=== PROVIDED DATA ===

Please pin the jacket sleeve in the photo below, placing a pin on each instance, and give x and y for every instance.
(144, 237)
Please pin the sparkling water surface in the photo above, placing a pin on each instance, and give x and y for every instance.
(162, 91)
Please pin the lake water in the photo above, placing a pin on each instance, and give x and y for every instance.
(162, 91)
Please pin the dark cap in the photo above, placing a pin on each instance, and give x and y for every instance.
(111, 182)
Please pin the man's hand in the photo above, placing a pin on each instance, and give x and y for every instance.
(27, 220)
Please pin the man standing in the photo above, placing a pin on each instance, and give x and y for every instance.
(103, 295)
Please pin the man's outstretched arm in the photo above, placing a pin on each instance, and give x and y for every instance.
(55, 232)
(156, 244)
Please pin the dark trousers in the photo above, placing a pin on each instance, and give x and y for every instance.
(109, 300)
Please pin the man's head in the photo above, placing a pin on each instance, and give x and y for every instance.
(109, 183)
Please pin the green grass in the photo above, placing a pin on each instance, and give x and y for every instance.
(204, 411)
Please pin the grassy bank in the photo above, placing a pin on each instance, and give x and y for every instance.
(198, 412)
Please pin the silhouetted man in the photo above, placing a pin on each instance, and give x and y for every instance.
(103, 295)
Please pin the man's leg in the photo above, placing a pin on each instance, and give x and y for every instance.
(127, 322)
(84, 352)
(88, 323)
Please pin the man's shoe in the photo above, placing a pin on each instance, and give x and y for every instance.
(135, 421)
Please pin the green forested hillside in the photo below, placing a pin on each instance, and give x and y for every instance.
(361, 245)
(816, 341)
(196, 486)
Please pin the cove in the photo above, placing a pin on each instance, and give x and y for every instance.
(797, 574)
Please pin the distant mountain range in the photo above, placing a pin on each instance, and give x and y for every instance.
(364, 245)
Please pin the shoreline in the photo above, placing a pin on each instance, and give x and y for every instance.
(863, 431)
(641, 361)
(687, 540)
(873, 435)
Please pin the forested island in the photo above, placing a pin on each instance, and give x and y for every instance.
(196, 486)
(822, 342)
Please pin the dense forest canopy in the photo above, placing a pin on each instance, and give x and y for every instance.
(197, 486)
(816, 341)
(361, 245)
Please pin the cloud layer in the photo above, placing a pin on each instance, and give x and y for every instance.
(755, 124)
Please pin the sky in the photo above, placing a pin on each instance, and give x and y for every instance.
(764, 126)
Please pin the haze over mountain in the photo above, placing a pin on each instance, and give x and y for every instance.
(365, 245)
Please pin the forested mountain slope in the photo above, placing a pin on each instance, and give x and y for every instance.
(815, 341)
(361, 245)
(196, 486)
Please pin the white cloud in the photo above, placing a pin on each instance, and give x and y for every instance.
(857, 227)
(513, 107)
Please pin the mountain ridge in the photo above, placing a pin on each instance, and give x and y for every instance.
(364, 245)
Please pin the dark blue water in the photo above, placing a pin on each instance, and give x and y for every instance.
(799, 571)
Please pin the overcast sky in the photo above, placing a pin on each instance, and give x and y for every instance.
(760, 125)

===

**PROBLEM STATEMENT:**
Restate the full material word for word.

**OUTPUT OF THE EXERCISE:**
Please pin the jacket sleeve in the photo below, placing a pin on each instance, and give x and y for every instance.
(144, 237)
Please pin the sparkling water surface in the photo above, placing a pin on each instance, and give x and y for every instance.
(162, 91)
Please pin the lake water in the photo above, placing a pin on each instance, and give x and y for every instance.
(162, 91)
Please pin the dark cap in the photo above, placing a pin on each instance, and give x and y for every instance.
(111, 182)
Please pin the man's hand in the photo above, placing a pin on each instance, and give x and y for every instance.
(27, 220)
Please pin the man standing in the photo above, placing a pin on each instance, and give x and y for every instance.
(103, 295)
Please pin the man's outstretched arm in the photo above, placing a pin on each instance, and give x and y for every instance.
(55, 232)
(156, 244)
Please pin the dark trousers in the photo above, placing a pin on each instance, and give x and y for every instance.
(109, 300)
Please pin the man's head in the photo above, placing a pin on each instance, and give x and y for every instance.
(109, 183)
Please pin the green grass in the photo above, placing a pin on each instance, and give x and y for every instance.
(204, 411)
Please pin the grassy bank in the photo above, placing a pin on each instance, and give x and y for every instance.
(198, 412)
Please pin the silhouetted man in the photo above, placing a pin on each instance, and give x and y for every instance.
(103, 295)
Please pin the man's leg in the photo above, placing a pin on each instance, and give x and y for every instance.
(127, 322)
(84, 352)
(88, 323)
Please pin the man's shoe in the photo above, placing a pin on each instance, and give x and y for every instance.
(135, 421)
Please pin the green forested hillside in the photo below, placing a pin on each instance, and give x and y for every instance.
(361, 245)
(816, 341)
(196, 486)
Please pin the cove in the photo above, placing a pin on each instance, and give x and y for every instance.
(797, 574)
Please pin the distant mountain range in the photo above, placing a pin on each instance, and give x and y for every instance.
(364, 245)
Please pin the shoreline in the photo above, placing a pin on each instance, and give x and y for every instance.
(863, 431)
(641, 361)
(687, 540)
(873, 435)
Please pin the forested island in the photo above, placing a pin on each instance, and give x and y for every instance.
(196, 486)
(822, 342)
Please pin the dense forest canopy in the photo above, placing a pin on each instance, and give x and y for every instance.
(197, 486)
(816, 341)
(361, 245)
Please pin the cloud layer in the photo above, placing a pin on each instance, and give x and y for every instance.
(755, 124)
Please pin the sky in the photo above, placing a pin on each instance, and give x and y for every instance.
(764, 126)
Please pin the haze over mountain in the photo above, placing a pin on each instance, and give x and y for every instance.
(365, 245)
Please pin the forested mountain slope in the photo above, placing a pin on each instance, and give x and y for every instance.
(815, 341)
(361, 245)
(196, 486)
Please pin the white cloud in the photo above, placing a pin on each instance, and give x and y for every instance.
(857, 227)
(513, 107)
Please pin the mountain ridge in the photo above, placing a pin on each instance, and give x and y for every instance.
(364, 245)
Please pin the dark blue water in the photo above, placing a pin on each instance, and give x and y for every instance.
(799, 571)
Please pin the overcast sky in the photo above, placing a pin on each instance, and give x and y for every instance.
(760, 125)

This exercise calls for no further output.